Start of READING TEXT

In this last sermon we see his use of exhortation. An exhortation is a form of communication that has a sense of urgency for someone to do something.
God’s providence, His remarkable, unstoppable, unimaginable providence, should move us to action. In the remainder of his discourse, Charnock offers ten uses, which I have altered slightly to provide us with 10 Commandments for Divine providence. These commandments will offer us a Ten-fold way of handling the doctrine of divine providence for the rest of our lives. The preamble to the Ten Commandments found in Exodus 20 also works in our present discussion. We hear these words from God who wields divine providence, “I am the LORD your God, who brought you out of the land of sin and Satan, out of the house of horrific bondage.” Therefore,
I. YOU SHALL NOT FEAR THE ENEMIES OF THE CHURCH
I. YOU SHALL NOT FEAR THE ENEMIES OF THE CHURCH
Charnock declares, “It is a wrong to God.” When we fear the enemies of the church we demonstrate little to no belief in the almighty God. “It is to value the power of grass above the power of the Creator, as though that had more ability to hurt than God to help.” Isaiah 51:12-13
“I, I am he who comforts you; who are you that you are afraid of man who dies, of the son of man who is made like grass,
and have forgotten the Lord, your Maker, who stretched out the heavens and laid the foundations of the earth, and you fear continually all the day because of the wrath of the oppressor, when he sets himself to destroy? And where is the wrath of the oppressor?
You shall not fear the enemies of the Church because God reigns. “We vilefy God, and defile his glory, when our fear of man’s power stifles our faith in God,” writes Charnock.
In connection with this commandment, Charnock asks four questions that we would do well to consider in light of what we have heard.
A. Will you fear man, who have a God to secure you?
A. Will you fear man, who have a God to secure you?
This is Christ’s Church, His beloved, the Church that he purchased with His own blood (Acts 20:28). Isaiah 43:1
But now thus says the Lord, he who created you, O Jacob, he who formed you, O Israel: “Fear not, for I have redeemed you; I have called you by name, you are mine.

End of READING TEXT
Start of DATA FOR REVIEW

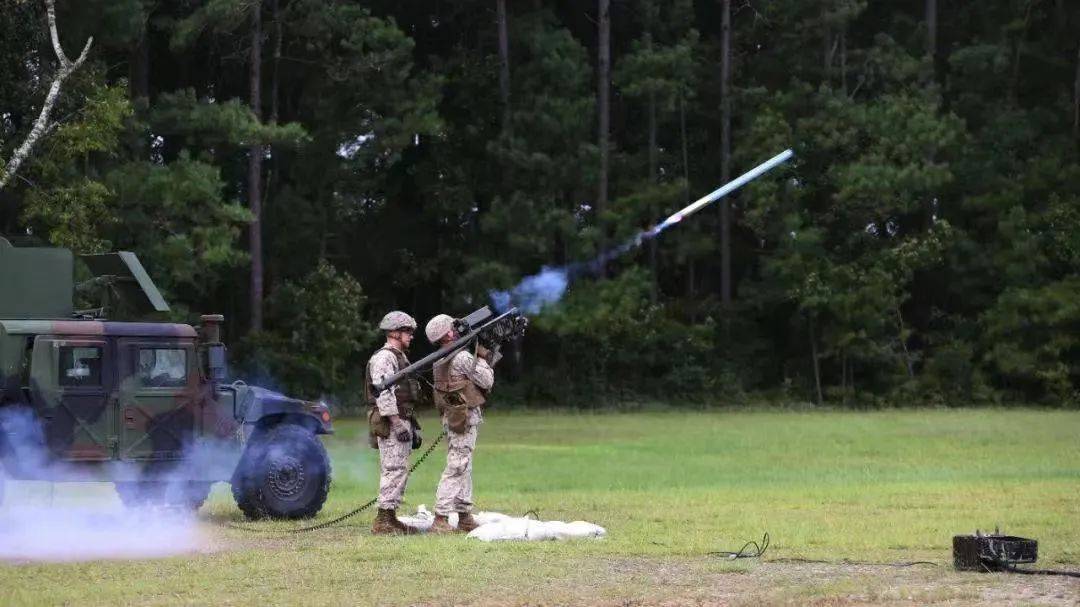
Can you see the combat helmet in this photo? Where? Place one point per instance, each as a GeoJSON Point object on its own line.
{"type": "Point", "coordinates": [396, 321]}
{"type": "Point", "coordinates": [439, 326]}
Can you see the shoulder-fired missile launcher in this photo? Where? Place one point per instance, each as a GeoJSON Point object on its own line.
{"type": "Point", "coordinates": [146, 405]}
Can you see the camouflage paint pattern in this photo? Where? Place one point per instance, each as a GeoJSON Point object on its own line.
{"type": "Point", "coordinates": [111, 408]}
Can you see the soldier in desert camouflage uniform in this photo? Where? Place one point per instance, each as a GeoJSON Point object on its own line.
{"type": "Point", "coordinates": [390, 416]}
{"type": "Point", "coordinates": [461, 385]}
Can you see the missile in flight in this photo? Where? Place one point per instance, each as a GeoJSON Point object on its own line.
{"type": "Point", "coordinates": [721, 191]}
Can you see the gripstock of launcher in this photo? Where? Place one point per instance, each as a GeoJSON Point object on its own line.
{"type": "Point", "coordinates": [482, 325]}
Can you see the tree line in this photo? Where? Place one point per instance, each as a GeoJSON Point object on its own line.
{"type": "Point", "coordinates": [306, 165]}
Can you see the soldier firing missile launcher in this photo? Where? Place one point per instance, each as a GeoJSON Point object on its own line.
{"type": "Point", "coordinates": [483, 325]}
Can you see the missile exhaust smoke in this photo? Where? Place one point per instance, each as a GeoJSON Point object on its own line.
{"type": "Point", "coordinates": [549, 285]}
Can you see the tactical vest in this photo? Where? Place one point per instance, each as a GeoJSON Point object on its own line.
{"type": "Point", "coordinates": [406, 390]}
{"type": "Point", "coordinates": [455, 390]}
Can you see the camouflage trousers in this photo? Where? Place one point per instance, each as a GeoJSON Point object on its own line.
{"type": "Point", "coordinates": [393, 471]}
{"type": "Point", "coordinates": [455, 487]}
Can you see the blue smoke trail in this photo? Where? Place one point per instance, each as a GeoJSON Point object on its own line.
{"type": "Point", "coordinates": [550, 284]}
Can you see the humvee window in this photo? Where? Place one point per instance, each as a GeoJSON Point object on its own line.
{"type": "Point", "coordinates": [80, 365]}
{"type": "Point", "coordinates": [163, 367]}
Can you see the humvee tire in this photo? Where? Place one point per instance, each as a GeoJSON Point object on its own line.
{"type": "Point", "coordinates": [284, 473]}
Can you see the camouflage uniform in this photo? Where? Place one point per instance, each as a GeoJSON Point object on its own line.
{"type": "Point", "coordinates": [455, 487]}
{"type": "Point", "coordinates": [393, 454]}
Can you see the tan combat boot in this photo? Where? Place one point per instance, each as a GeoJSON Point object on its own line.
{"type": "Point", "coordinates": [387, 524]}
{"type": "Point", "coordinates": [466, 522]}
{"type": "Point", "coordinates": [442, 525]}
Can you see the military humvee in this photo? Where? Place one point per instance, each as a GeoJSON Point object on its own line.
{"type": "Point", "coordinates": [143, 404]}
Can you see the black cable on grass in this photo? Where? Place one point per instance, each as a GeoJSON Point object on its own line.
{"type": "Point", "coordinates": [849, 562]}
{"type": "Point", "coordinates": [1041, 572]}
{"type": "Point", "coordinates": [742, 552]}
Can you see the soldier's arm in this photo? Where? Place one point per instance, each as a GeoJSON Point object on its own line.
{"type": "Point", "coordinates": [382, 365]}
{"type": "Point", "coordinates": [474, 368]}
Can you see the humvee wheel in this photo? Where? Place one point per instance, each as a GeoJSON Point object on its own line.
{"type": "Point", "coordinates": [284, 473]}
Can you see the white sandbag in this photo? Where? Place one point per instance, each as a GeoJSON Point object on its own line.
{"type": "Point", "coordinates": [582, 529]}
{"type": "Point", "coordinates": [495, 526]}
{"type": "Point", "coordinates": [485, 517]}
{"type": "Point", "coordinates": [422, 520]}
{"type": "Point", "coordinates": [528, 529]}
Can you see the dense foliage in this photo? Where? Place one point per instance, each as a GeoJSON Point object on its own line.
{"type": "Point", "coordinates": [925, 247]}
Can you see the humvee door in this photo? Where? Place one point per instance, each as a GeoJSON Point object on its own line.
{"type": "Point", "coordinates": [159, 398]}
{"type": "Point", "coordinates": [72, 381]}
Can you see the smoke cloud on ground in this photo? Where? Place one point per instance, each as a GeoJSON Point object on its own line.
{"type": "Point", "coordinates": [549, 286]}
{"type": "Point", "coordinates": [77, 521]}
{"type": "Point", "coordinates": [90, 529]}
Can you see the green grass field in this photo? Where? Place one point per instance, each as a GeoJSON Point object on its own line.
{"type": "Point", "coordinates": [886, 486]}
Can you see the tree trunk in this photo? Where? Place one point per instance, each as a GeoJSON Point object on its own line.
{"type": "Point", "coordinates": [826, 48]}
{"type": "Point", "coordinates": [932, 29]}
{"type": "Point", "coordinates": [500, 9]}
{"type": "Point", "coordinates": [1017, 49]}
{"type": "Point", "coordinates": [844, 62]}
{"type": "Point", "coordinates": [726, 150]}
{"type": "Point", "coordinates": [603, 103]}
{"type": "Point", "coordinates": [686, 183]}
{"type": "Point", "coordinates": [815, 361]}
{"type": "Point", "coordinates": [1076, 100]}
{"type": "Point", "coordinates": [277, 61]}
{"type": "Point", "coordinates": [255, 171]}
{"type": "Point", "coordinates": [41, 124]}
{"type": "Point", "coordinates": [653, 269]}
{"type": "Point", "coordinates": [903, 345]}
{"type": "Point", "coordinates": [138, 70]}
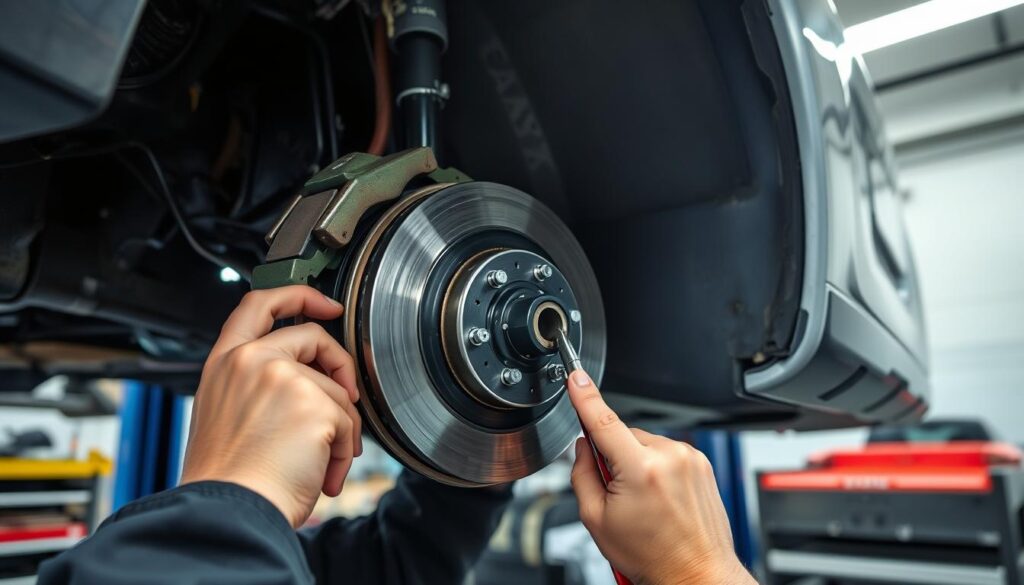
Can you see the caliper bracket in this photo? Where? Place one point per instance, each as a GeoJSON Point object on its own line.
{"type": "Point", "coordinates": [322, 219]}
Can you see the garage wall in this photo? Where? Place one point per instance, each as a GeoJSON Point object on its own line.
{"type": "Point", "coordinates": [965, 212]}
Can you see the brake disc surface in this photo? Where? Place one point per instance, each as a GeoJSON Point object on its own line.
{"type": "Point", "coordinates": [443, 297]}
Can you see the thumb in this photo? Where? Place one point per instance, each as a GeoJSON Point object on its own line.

End of DATA FOR REVIEW
Start of DATA FOR REVIEW

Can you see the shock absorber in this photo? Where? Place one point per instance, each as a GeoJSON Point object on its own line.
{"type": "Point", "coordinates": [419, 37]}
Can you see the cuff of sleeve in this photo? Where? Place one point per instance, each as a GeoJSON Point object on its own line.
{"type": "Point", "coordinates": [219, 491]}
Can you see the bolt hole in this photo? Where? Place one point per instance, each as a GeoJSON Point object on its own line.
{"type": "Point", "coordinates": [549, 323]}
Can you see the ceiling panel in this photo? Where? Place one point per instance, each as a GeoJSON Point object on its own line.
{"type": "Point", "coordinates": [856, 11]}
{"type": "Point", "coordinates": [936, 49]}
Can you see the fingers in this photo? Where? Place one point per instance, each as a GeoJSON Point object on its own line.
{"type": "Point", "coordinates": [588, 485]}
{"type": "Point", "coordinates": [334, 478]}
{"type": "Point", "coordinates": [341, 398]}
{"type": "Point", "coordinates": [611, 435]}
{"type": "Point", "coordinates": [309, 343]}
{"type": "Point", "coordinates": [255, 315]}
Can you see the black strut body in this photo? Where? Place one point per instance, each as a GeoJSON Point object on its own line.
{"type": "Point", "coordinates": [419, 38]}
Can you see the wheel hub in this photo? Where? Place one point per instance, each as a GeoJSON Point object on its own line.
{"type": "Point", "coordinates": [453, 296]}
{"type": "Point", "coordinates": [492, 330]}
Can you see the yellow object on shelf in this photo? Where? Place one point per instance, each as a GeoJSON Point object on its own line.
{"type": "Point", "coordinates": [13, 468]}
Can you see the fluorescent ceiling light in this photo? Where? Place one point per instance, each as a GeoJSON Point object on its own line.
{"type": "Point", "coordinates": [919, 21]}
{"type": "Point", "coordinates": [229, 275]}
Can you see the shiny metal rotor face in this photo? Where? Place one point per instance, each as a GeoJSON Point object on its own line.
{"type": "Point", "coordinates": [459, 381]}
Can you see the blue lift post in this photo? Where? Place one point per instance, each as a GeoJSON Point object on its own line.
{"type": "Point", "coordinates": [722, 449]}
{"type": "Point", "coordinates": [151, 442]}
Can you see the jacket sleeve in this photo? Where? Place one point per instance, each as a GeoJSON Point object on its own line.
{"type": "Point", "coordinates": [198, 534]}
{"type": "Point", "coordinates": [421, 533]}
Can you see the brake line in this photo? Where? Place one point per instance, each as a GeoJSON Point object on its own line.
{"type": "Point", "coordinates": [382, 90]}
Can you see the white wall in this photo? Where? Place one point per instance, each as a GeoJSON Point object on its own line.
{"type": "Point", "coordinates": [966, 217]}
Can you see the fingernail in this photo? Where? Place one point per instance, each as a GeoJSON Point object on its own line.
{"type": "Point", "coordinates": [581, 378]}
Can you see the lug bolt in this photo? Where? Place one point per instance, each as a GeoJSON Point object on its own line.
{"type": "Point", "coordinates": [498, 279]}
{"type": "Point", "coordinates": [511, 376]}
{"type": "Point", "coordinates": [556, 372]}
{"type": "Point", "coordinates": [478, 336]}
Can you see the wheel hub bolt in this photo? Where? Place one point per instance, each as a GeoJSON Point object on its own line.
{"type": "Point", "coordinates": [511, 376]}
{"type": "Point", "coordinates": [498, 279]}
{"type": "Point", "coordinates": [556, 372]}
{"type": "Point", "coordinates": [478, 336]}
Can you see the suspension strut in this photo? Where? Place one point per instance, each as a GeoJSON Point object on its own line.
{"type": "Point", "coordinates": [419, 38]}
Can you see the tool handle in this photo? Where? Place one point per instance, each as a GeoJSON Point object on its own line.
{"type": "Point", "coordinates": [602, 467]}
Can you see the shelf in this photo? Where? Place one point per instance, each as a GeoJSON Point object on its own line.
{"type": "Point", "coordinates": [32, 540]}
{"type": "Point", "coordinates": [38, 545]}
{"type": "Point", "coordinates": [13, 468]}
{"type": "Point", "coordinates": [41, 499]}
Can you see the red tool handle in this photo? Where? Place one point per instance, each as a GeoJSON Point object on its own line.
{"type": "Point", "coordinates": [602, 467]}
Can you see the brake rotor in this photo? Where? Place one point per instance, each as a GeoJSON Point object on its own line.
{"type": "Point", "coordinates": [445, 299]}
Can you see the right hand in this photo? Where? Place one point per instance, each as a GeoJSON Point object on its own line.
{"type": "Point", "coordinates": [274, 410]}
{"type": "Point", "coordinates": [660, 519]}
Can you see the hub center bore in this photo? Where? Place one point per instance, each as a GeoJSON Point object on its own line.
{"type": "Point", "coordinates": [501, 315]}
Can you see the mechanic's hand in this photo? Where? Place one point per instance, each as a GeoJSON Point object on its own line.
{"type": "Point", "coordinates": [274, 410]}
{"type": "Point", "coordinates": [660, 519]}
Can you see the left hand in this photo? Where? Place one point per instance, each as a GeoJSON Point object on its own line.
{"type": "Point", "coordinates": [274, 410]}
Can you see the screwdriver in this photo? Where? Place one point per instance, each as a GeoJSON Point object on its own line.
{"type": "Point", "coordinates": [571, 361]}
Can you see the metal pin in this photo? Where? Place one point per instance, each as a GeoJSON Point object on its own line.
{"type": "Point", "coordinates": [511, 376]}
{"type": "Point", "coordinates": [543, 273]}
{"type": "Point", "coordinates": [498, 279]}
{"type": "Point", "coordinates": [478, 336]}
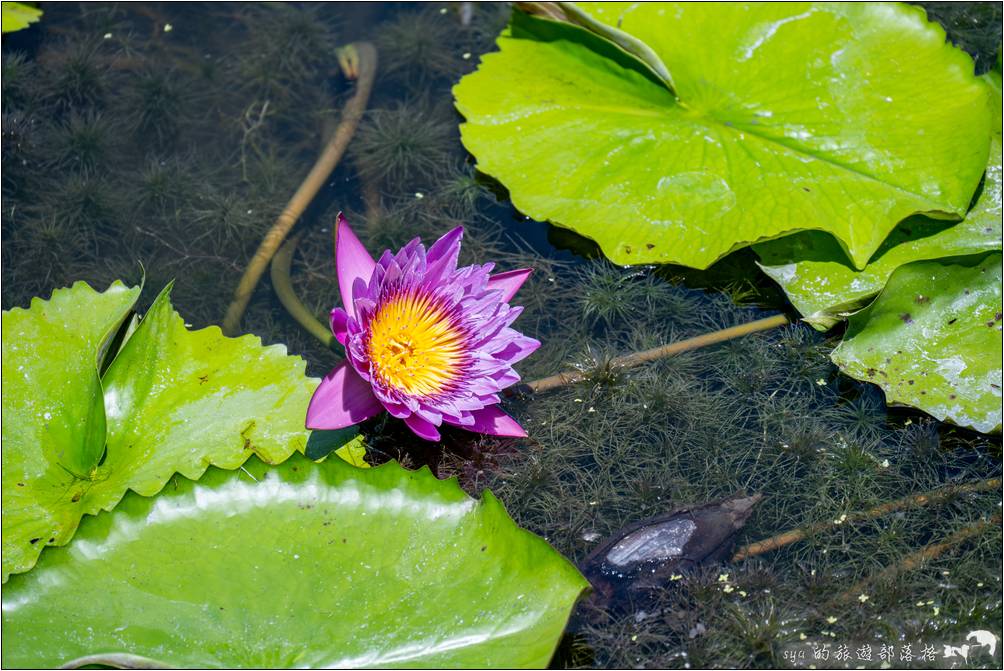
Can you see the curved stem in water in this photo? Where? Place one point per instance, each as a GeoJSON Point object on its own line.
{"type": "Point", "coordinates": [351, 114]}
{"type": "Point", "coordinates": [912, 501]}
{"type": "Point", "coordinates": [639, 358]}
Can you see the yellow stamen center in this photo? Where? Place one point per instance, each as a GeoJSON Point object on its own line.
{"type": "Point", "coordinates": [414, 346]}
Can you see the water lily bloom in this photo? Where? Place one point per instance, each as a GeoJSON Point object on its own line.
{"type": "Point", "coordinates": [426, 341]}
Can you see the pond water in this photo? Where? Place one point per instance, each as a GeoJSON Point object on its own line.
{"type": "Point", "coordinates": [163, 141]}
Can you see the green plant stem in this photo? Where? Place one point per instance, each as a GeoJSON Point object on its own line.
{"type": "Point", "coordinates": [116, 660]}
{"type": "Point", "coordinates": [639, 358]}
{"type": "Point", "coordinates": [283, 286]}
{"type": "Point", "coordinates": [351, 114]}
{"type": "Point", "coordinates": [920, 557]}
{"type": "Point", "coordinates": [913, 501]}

End of DATA FOR REVIEW
Start of DATA FOR REVIEW

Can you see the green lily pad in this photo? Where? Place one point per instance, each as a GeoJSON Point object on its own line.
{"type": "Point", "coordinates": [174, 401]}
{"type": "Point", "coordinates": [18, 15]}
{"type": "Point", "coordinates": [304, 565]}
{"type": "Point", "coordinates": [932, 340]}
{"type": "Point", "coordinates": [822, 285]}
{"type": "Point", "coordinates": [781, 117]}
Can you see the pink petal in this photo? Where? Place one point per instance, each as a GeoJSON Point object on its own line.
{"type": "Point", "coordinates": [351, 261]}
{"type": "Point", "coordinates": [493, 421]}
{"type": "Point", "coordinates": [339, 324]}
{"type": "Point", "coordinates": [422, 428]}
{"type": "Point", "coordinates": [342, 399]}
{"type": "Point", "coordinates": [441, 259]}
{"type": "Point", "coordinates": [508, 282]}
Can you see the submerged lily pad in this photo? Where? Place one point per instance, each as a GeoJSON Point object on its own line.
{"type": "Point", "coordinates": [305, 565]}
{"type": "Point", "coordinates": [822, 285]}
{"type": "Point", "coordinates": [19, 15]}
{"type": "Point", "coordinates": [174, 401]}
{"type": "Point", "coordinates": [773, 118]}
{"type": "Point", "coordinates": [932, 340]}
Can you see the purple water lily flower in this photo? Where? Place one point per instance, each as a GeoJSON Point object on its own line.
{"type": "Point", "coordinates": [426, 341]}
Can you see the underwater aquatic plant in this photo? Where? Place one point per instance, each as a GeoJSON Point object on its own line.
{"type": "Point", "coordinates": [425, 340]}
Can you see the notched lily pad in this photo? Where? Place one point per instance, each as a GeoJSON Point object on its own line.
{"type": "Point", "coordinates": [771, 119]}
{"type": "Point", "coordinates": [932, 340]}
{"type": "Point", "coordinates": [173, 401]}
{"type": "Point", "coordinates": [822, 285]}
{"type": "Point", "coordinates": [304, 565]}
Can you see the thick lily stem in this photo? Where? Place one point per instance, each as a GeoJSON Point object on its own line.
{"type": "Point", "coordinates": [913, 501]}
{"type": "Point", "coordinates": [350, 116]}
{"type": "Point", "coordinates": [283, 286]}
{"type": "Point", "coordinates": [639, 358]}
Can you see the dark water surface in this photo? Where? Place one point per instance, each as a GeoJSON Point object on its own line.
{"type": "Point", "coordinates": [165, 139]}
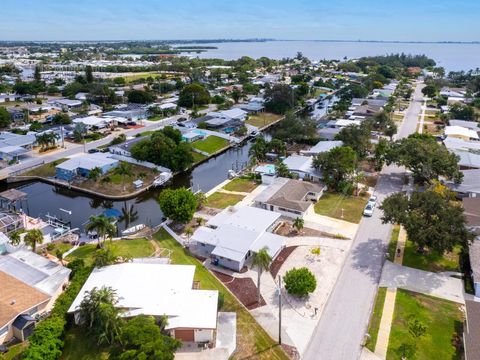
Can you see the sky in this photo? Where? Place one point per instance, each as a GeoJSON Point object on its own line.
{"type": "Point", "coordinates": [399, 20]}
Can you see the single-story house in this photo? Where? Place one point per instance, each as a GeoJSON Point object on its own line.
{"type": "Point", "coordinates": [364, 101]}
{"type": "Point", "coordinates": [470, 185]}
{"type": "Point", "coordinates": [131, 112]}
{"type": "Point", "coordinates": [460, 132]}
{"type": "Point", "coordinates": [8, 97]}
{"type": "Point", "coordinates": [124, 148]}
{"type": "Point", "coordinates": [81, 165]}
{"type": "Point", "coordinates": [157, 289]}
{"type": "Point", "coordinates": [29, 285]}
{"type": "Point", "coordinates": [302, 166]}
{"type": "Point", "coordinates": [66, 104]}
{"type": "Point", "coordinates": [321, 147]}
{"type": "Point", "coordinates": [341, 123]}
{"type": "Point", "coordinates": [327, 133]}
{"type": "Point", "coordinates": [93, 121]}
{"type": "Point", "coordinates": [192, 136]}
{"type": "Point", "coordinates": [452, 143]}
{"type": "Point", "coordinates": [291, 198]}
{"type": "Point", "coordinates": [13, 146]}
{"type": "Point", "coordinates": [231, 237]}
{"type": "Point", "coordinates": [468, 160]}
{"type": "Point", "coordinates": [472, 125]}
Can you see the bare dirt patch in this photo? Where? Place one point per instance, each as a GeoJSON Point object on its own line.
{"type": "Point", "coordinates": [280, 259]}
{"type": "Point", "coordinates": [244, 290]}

End of DATA FOR REVIEW

## [WHAT TO WORK ON]
Could you quote the sermon on divine providence word for word, starting with "This is Christ’s" and going on through "you are mine."?

## [REPLY]
This is Christ’s Church, His beloved, the Church that he purchased with His own blood (Acts 20:28). Isaiah 43:1
But now thus says the Lord, he who created you, O Jacob, he who formed you, O Israel: “Fear not, for I have redeemed you; I have called you by name, you are mine.